■ **Texte source**:
Il avait entamé sa série ici-même, sur les terrils de Liévin. Cinq ans après son premier titre national, Francis Mourey (Française des Jeux) est allé chercher cet après-midi son cinquième maillot tricolore. Une formalité ? Pas exactement. Certes, le champion franc-comtois domine la discipline à l’échelon national depuis des années. Certes, on ne pensait pas sérieusement que quelqu’un pourrait le battre sur le circuit du Val de Souchez. Mais le multiple champion de France n’aura finalement pas joui de sa quiétude habituelle, contraint bien malgré lui à devoir jouer la revanche des France de Pontchâteau, quand Steve Chainel (Bbox Bouygues Telecom) l’avait marqué jusque dans les derniers mètres. Bien malgré lui, dit-on, car il pensait et semblait avoir tué le suspense dès le départ, réalisant un départ foudroyant sur un circuit gelé et roulant.

■ **Jeu de données**:
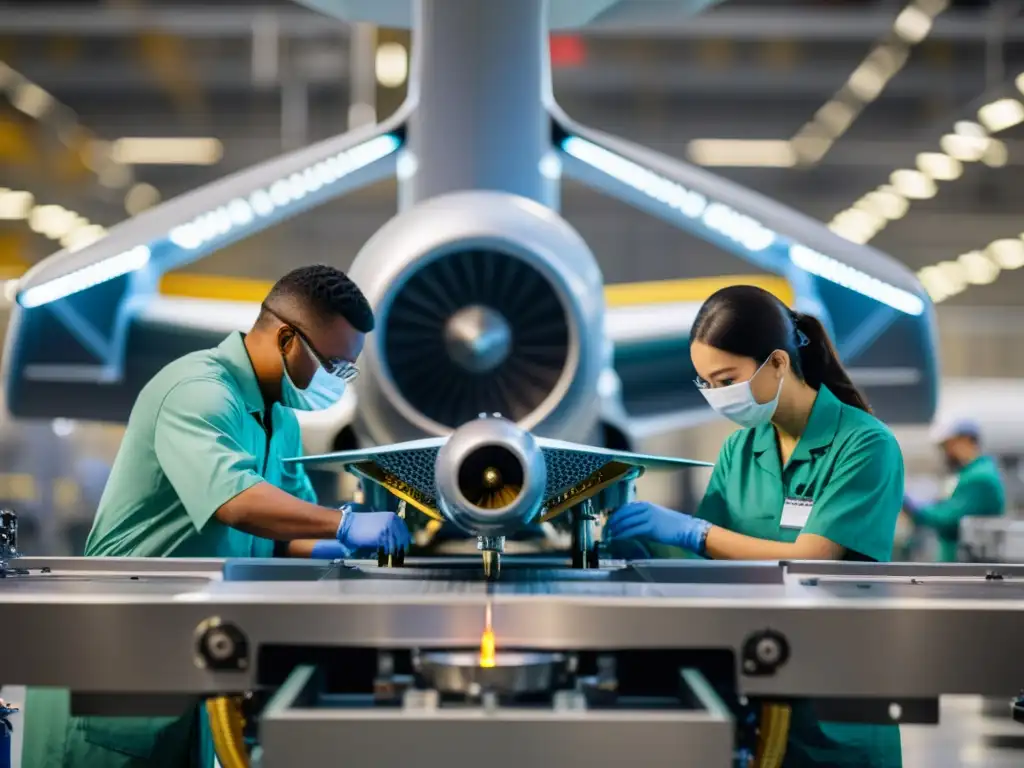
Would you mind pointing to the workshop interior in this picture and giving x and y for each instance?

■ **Consigne**: Réécrivez, s'il vous plaît, le passage du texte sur le titre de Francis Mourey qui va de "Il avait entamé" jusqu'à "gelé et roulant.", en remplaçant "maillot tricolore" par "maillot de champion".

■ **Réponse**:
Il avait entamé sa série ici-même, sur les terrils de Liévin. Cinq ans après son premier titre national, Francis Mourey (Française des Jeux) est allé chercher cet après-midi son cinquième maillot de champion. Une formalité ? Pas exactement. Certes, le champion franc-comtois domine la discipline à l’échelon national depuis des années. Certes, on ne pensait pas sérieusement que quelqu’un pourrait le battre sur le circuit du Val de Souchez. Mais le multiple champion de France n’aura finalement pas joui de sa quiétude habituelle, contraint bien malgré lui à devoir jouer la revanche des France de Pontchâteau, quand Steve Chainel (Bbox Bouygues Telecom) l’avait marqué jusque dans les derniers mètres. Bien malgré lui, dit-on, car il pensait et semblait avoir tué le suspense dès le départ, réalisant un départ foudroyant sur un circuit gelé et roulant.